» WRITTEN INSTRUCTION:
Print the lines below without changing a single character.

» RECORDS SHOWN:
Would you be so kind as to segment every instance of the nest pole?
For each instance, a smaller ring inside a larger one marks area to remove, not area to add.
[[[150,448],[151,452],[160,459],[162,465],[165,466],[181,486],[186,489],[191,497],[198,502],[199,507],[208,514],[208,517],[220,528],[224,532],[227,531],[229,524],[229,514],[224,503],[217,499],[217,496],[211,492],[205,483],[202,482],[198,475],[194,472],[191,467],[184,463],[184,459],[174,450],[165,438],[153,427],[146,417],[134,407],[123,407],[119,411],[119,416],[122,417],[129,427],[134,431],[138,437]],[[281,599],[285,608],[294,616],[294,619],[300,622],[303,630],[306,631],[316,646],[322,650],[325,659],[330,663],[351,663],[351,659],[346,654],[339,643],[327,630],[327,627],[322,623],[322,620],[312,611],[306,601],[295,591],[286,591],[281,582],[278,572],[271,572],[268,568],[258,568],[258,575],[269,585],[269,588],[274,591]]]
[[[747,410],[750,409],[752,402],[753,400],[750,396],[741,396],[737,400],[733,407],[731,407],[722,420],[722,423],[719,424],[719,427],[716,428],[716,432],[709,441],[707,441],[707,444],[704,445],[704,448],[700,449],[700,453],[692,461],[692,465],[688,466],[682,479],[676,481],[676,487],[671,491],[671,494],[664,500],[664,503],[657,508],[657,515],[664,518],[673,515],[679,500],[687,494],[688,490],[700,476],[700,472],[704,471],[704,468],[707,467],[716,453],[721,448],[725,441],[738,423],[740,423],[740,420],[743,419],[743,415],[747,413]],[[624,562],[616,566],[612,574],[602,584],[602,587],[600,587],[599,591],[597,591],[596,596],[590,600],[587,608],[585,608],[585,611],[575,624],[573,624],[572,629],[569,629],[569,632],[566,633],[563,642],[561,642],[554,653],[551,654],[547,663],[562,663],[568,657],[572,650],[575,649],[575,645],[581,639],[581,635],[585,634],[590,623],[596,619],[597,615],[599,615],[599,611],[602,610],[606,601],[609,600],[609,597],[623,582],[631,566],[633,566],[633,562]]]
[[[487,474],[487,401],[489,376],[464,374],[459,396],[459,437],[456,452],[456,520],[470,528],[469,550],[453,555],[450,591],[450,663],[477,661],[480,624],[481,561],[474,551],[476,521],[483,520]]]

» REPLY TO THE EXERCISE:
Would you be so kind as to segment every instance of the nest pole?
For each instance, a smaller ring inside a larger one marks area to remove, not area to add.
[[[150,448],[151,452],[160,459],[162,465],[165,466],[181,486],[186,489],[191,497],[198,502],[199,507],[208,514],[208,517],[220,528],[224,532],[227,531],[229,524],[229,514],[224,503],[217,499],[217,496],[211,492],[205,483],[202,482],[198,475],[194,472],[191,467],[184,463],[184,459],[174,450],[165,438],[153,427],[146,417],[134,407],[123,407],[119,411],[119,416],[122,417],[129,427],[134,431],[138,437]],[[281,599],[285,608],[294,616],[294,619],[300,622],[303,630],[306,631],[316,646],[322,650],[325,659],[330,663],[351,663],[351,659],[346,654],[339,643],[327,630],[327,627],[322,623],[322,620],[312,611],[306,601],[295,591],[286,591],[281,582],[278,572],[271,572],[268,568],[258,568],[258,575],[269,585],[269,588],[274,591]]]
[[[747,410],[750,409],[752,402],[753,400],[750,396],[741,396],[737,400],[733,407],[731,407],[722,420],[722,423],[719,424],[719,427],[716,428],[716,432],[709,441],[707,441],[707,444],[704,445],[704,448],[700,449],[700,453],[692,461],[692,465],[688,466],[682,479],[676,481],[676,487],[671,491],[671,494],[664,500],[664,503],[657,508],[657,515],[664,518],[673,515],[679,500],[687,494],[688,490],[700,476],[700,472],[704,471],[704,468],[707,467],[716,453],[721,448],[725,441],[738,423],[740,423],[740,420],[743,419],[743,415],[747,413]],[[624,562],[616,566],[612,574],[602,584],[602,587],[600,587],[599,591],[597,591],[596,596],[590,600],[587,608],[585,608],[585,611],[575,624],[573,624],[572,629],[569,629],[569,632],[566,633],[563,642],[561,642],[554,653],[551,654],[547,663],[562,663],[568,657],[572,650],[575,649],[575,645],[581,639],[581,635],[585,634],[590,623],[596,619],[597,615],[599,615],[599,611],[602,610],[606,601],[609,600],[609,597],[623,582],[631,566],[633,566],[633,562]]]
[[[487,474],[487,401],[489,376],[464,374],[459,396],[459,437],[456,452],[456,520],[470,528],[469,550],[453,555],[450,591],[450,663],[477,661],[480,624],[481,561],[474,551],[476,521],[483,520]]]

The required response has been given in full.